[Exercise inputs]
* START *
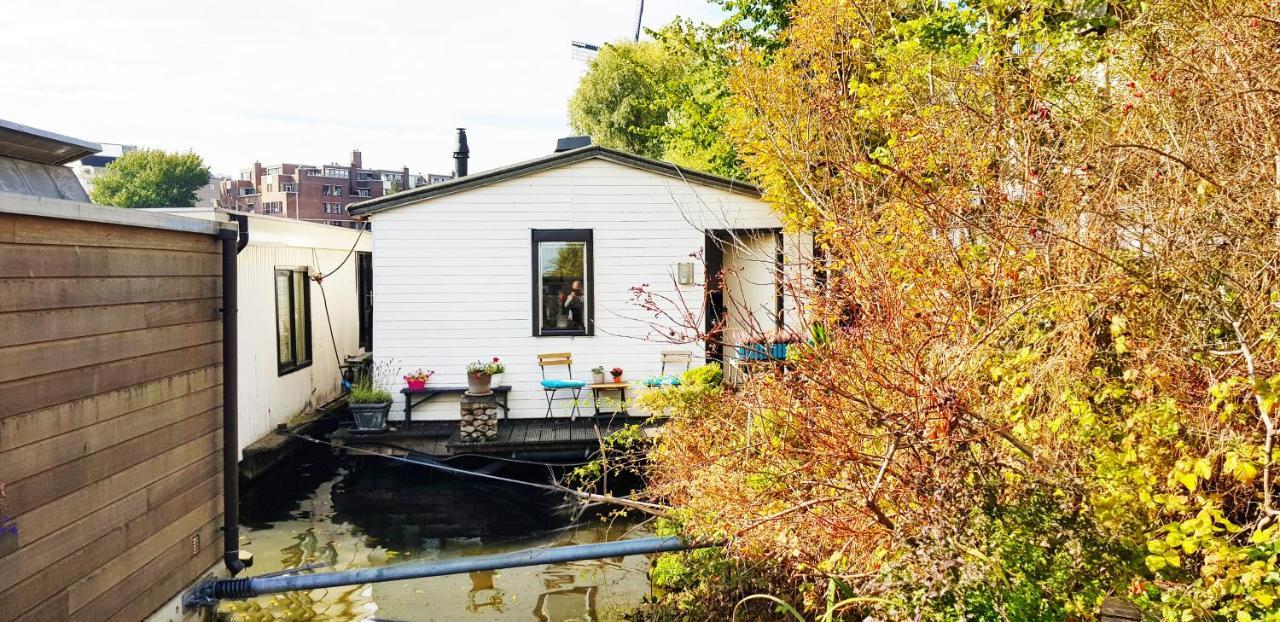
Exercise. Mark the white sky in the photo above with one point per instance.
(274, 81)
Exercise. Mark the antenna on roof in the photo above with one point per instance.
(584, 51)
(639, 17)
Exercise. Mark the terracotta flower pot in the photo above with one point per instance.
(479, 384)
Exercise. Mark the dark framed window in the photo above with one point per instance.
(365, 293)
(563, 283)
(292, 319)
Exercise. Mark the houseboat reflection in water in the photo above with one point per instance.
(368, 512)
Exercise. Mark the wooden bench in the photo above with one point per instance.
(430, 392)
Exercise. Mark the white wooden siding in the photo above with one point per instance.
(265, 397)
(452, 275)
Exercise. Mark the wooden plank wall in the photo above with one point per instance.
(110, 417)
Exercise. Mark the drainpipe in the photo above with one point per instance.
(231, 405)
(209, 593)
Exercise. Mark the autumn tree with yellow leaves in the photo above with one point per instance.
(1042, 353)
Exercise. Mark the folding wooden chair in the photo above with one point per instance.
(675, 358)
(553, 384)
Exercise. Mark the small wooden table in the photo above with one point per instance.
(432, 390)
(595, 396)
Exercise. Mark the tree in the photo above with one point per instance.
(151, 178)
(1043, 365)
(670, 97)
(622, 100)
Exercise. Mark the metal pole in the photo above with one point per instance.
(231, 412)
(639, 18)
(236, 589)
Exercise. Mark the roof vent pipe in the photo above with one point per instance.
(461, 154)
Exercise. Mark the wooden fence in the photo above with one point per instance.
(110, 408)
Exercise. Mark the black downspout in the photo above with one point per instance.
(231, 402)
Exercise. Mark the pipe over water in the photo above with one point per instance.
(237, 589)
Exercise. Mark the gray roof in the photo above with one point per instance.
(23, 142)
(551, 161)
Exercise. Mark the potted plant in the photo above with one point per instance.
(496, 370)
(479, 378)
(771, 347)
(369, 401)
(417, 380)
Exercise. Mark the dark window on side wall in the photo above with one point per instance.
(563, 283)
(365, 293)
(292, 319)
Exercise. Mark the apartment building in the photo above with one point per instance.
(315, 193)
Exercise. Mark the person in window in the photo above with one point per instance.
(574, 305)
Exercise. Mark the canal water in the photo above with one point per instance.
(365, 512)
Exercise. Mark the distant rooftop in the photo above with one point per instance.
(24, 142)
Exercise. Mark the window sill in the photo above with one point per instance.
(563, 333)
(284, 371)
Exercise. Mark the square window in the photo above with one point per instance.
(563, 283)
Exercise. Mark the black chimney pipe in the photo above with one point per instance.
(460, 155)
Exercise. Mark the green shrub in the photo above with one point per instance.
(368, 396)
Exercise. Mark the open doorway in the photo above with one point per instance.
(744, 269)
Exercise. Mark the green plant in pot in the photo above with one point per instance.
(369, 399)
(480, 376)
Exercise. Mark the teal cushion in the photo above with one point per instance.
(563, 384)
(662, 382)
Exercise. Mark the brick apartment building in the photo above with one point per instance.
(315, 193)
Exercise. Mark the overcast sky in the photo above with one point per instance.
(238, 81)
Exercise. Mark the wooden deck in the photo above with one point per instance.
(516, 437)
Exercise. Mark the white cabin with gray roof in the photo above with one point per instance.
(544, 256)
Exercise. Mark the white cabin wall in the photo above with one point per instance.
(265, 397)
(452, 275)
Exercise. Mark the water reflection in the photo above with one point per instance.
(361, 513)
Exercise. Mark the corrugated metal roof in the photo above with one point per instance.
(23, 142)
(561, 159)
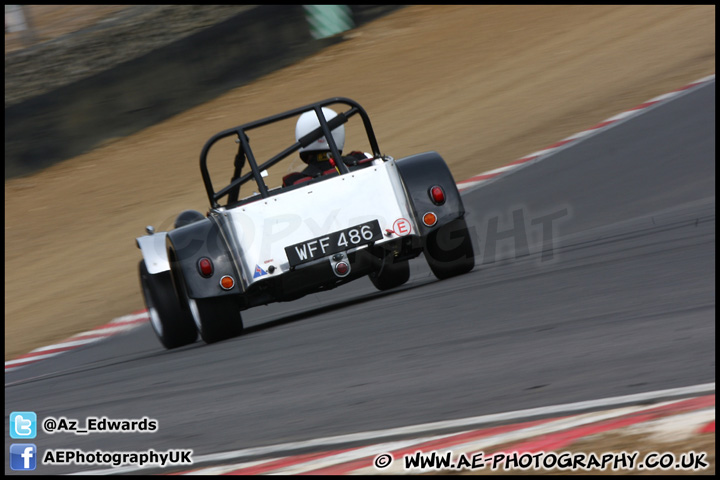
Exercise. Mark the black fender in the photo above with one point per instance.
(420, 173)
(186, 246)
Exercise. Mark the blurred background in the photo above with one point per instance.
(107, 108)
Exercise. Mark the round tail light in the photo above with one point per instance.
(429, 219)
(342, 269)
(205, 267)
(437, 195)
(227, 282)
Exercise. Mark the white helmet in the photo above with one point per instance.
(308, 122)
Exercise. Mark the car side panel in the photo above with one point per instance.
(154, 252)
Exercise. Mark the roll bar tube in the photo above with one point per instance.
(324, 129)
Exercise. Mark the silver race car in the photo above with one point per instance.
(364, 214)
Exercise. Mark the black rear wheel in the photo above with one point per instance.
(449, 251)
(216, 318)
(173, 326)
(391, 275)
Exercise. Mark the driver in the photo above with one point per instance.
(317, 155)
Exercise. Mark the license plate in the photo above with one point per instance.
(335, 242)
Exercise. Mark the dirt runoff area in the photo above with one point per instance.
(482, 85)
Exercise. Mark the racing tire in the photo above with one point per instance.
(391, 275)
(173, 326)
(449, 250)
(216, 318)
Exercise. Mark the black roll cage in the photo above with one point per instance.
(245, 154)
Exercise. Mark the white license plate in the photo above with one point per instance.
(334, 242)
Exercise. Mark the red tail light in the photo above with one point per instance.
(205, 267)
(437, 195)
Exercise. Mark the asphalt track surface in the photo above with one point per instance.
(617, 298)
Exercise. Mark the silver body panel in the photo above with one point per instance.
(258, 232)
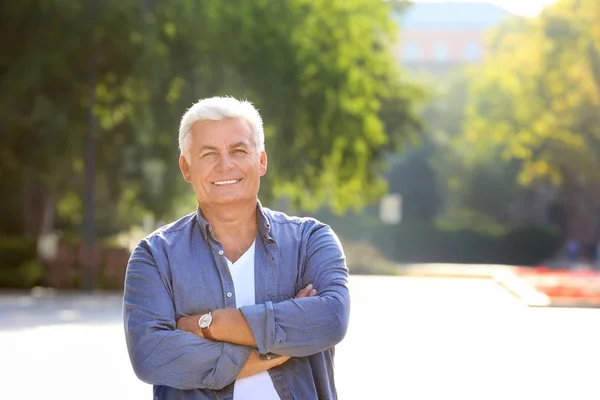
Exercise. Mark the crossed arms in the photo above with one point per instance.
(163, 353)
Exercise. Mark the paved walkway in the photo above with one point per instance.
(409, 338)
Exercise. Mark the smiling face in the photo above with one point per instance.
(222, 162)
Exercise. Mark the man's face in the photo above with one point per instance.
(223, 164)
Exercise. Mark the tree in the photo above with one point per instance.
(320, 71)
(537, 100)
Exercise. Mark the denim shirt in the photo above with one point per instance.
(181, 270)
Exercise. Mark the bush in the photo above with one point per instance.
(19, 267)
(423, 242)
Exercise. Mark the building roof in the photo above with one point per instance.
(451, 15)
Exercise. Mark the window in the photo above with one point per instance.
(473, 51)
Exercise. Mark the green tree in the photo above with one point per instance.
(321, 73)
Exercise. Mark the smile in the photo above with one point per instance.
(229, 182)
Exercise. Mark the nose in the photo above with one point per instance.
(226, 162)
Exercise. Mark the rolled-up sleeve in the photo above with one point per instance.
(160, 353)
(306, 326)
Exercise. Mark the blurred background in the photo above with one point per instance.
(447, 140)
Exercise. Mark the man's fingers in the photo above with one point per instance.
(308, 291)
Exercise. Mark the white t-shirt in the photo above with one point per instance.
(259, 386)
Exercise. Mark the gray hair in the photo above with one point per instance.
(217, 109)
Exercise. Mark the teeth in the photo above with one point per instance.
(226, 182)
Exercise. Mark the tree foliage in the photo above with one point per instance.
(321, 73)
(536, 99)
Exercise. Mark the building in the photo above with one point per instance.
(442, 34)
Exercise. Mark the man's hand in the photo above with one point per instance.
(255, 365)
(190, 323)
(308, 291)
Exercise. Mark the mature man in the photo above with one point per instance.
(234, 300)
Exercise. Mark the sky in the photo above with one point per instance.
(526, 8)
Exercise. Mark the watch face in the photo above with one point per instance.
(204, 321)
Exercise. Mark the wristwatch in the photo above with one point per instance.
(204, 324)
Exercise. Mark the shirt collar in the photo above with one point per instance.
(264, 224)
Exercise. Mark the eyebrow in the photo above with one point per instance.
(233, 146)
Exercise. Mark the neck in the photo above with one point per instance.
(227, 221)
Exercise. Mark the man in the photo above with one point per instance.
(234, 300)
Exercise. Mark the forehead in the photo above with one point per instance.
(226, 131)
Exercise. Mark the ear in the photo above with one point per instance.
(184, 166)
(263, 163)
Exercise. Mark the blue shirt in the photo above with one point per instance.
(181, 270)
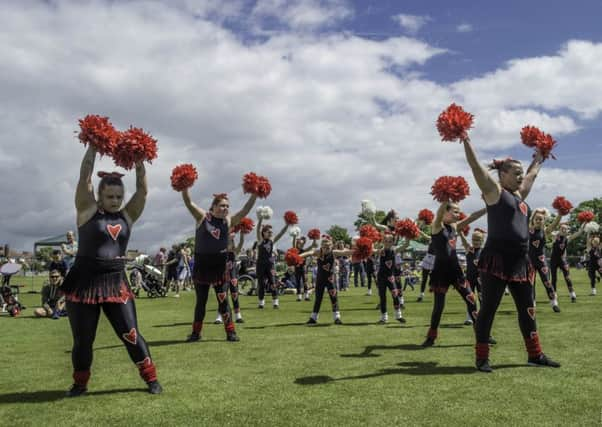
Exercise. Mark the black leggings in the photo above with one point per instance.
(544, 274)
(493, 290)
(266, 280)
(439, 303)
(564, 267)
(202, 295)
(332, 291)
(383, 285)
(425, 277)
(83, 319)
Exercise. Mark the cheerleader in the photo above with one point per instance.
(211, 257)
(232, 272)
(325, 279)
(97, 281)
(558, 257)
(266, 263)
(538, 235)
(504, 260)
(447, 270)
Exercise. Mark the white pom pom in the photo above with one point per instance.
(294, 231)
(268, 212)
(592, 227)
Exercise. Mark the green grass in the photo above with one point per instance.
(285, 373)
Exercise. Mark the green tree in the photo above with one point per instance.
(339, 233)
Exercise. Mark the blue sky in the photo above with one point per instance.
(334, 100)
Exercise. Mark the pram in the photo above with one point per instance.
(146, 277)
(9, 294)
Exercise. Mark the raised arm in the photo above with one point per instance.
(235, 220)
(84, 194)
(135, 206)
(553, 225)
(532, 172)
(489, 187)
(281, 233)
(471, 218)
(197, 213)
(437, 224)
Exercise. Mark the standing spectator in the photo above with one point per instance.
(58, 263)
(53, 303)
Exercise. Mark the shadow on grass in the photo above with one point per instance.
(405, 368)
(368, 351)
(54, 395)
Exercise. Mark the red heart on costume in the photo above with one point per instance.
(114, 230)
(131, 336)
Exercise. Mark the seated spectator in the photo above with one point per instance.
(53, 303)
(58, 263)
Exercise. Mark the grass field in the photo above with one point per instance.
(283, 372)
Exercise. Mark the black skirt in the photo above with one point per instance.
(97, 281)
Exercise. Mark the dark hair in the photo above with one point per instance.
(109, 178)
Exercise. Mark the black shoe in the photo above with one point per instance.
(483, 365)
(193, 337)
(154, 387)
(232, 337)
(76, 390)
(429, 342)
(542, 360)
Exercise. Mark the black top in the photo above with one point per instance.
(537, 243)
(211, 236)
(105, 235)
(508, 224)
(387, 264)
(559, 247)
(264, 252)
(325, 268)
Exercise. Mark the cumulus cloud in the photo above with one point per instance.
(323, 115)
(411, 23)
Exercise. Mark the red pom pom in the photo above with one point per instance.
(529, 135)
(255, 184)
(99, 133)
(245, 226)
(133, 146)
(291, 218)
(363, 248)
(427, 216)
(450, 189)
(292, 257)
(562, 205)
(369, 231)
(183, 177)
(407, 228)
(453, 123)
(314, 234)
(585, 217)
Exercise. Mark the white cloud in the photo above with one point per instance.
(464, 28)
(321, 115)
(411, 23)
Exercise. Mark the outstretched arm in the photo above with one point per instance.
(532, 172)
(471, 218)
(235, 220)
(84, 194)
(196, 212)
(135, 206)
(490, 189)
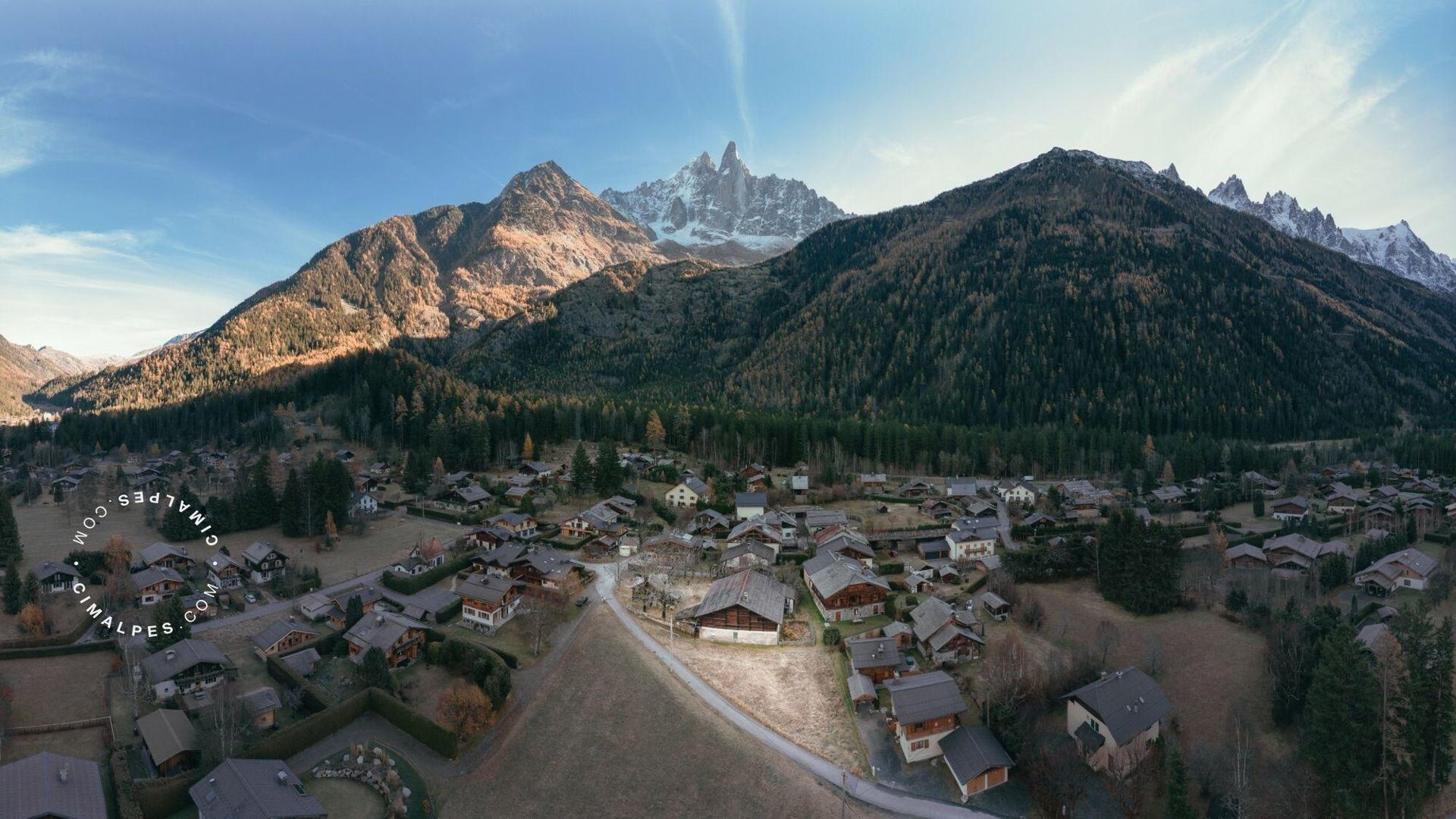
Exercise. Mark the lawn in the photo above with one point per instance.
(641, 745)
(47, 532)
(1207, 662)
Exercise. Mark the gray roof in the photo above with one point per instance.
(759, 594)
(182, 656)
(839, 572)
(275, 632)
(261, 700)
(168, 732)
(873, 651)
(487, 588)
(159, 551)
(33, 787)
(1128, 703)
(254, 789)
(970, 751)
(924, 697)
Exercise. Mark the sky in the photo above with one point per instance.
(161, 162)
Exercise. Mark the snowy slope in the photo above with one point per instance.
(1395, 248)
(723, 212)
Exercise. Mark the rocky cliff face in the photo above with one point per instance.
(1395, 248)
(723, 212)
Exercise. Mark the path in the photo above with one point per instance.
(864, 790)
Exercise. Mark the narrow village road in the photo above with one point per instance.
(864, 790)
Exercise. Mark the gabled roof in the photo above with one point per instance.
(181, 656)
(924, 697)
(970, 751)
(836, 572)
(168, 732)
(759, 594)
(33, 787)
(277, 630)
(254, 789)
(1128, 701)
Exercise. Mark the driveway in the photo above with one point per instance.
(880, 796)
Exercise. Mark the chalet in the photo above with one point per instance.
(1379, 516)
(962, 487)
(710, 522)
(57, 577)
(1407, 569)
(224, 572)
(873, 482)
(422, 557)
(1117, 719)
(916, 488)
(845, 541)
(465, 499)
(1291, 509)
(750, 504)
(971, 538)
(1018, 491)
(976, 760)
(187, 667)
(254, 789)
(1245, 556)
(264, 561)
(49, 784)
(1298, 551)
(171, 741)
(400, 637)
(338, 610)
(156, 585)
(748, 554)
(924, 710)
(261, 706)
(281, 635)
(946, 635)
(877, 657)
(843, 588)
(363, 503)
(593, 523)
(940, 509)
(1258, 483)
(820, 519)
(488, 601)
(688, 493)
(746, 607)
(166, 556)
(995, 605)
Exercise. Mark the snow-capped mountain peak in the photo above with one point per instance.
(1395, 248)
(723, 212)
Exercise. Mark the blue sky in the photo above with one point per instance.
(162, 161)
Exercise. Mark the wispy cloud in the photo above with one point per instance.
(95, 293)
(731, 17)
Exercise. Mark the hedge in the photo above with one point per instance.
(57, 651)
(64, 639)
(414, 583)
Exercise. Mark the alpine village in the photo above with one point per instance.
(1066, 493)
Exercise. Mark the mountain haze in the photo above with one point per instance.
(1072, 289)
(425, 276)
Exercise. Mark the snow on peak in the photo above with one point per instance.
(724, 212)
(1395, 248)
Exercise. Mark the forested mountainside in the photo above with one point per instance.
(447, 268)
(1071, 290)
(24, 368)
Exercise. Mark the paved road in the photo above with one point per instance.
(864, 790)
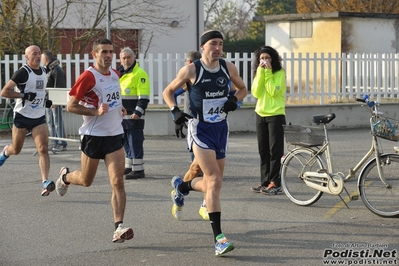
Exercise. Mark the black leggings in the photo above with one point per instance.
(270, 134)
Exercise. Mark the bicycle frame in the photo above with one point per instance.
(325, 152)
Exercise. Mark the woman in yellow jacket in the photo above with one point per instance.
(268, 87)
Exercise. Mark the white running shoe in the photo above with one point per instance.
(177, 212)
(60, 186)
(122, 233)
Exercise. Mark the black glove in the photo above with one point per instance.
(30, 96)
(49, 103)
(179, 130)
(230, 104)
(179, 117)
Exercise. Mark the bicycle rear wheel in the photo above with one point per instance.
(379, 197)
(296, 163)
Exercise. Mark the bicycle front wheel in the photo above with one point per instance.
(381, 195)
(296, 163)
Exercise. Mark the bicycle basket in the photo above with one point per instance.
(306, 136)
(386, 128)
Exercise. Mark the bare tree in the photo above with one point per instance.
(230, 17)
(44, 23)
(151, 15)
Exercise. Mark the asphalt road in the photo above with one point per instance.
(267, 230)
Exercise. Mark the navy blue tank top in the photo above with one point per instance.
(209, 92)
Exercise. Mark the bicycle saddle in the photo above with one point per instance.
(323, 119)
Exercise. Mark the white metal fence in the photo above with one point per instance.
(311, 78)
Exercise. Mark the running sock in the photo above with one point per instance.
(185, 187)
(214, 218)
(117, 224)
(64, 180)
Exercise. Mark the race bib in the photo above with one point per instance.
(212, 110)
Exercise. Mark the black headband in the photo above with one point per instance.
(266, 50)
(210, 35)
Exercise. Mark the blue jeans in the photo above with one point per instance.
(55, 125)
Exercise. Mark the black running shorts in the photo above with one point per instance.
(97, 147)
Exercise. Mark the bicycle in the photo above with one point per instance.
(8, 115)
(304, 177)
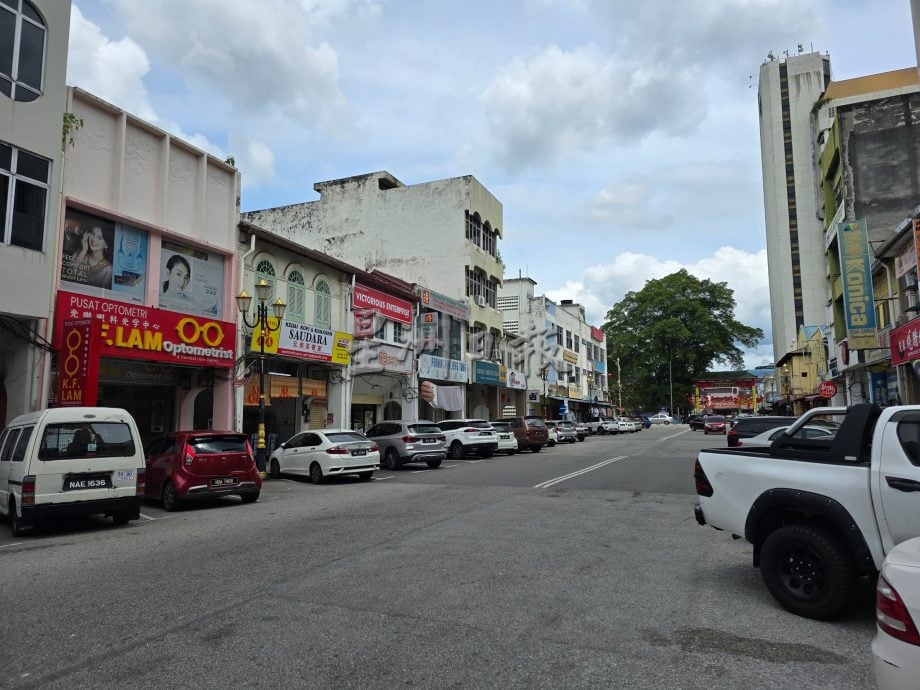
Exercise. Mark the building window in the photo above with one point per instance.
(322, 304)
(22, 50)
(265, 269)
(23, 197)
(296, 296)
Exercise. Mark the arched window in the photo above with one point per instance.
(322, 304)
(296, 292)
(265, 269)
(22, 50)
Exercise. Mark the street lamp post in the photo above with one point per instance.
(243, 301)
* END *
[Your instructions] Please format everything from the start of the records through the line that has "(1042, 353)" as a JSON list of strings, one per line, skipping blank lines. Leave the pictures out.

[Solution to the problem]
[
  "Exercise. Mark the white sky in the photo above with one point per instance.",
  "(274, 81)",
  "Exercise. Mark the antenna on roof in the photo above with one point per instance.",
  "(584, 51)",
  "(639, 17)",
  "Exercise. Mark the terracotta flower pot in the photo above with one point per instance.",
  "(479, 384)",
  "Exercise. Mark the dark framed window in the photo above with one point per instance.",
  "(365, 293)",
  "(563, 283)",
  "(292, 319)",
  "Exercise. Mark the houseboat reflection in water in the photo above with one point per instance.",
  "(368, 512)",
  "Exercise. Mark the wooden bench in the photo above with one point per instance.",
  "(430, 392)",
  "Exercise. Mark the white wooden siding in the photo above with one point per instance.",
  "(265, 397)",
  "(452, 275)",
  "Exercise. Mark the wooden plank wall in the photo above with one point per instance.",
  "(110, 417)",
  "Exercise. Mark the drainpipe in the photo above with one point per instance.",
  "(231, 405)",
  "(209, 593)",
  "Exercise. Mark the autumn tree with yellow leaves in the photo above with one point per instance.",
  "(1042, 353)"
]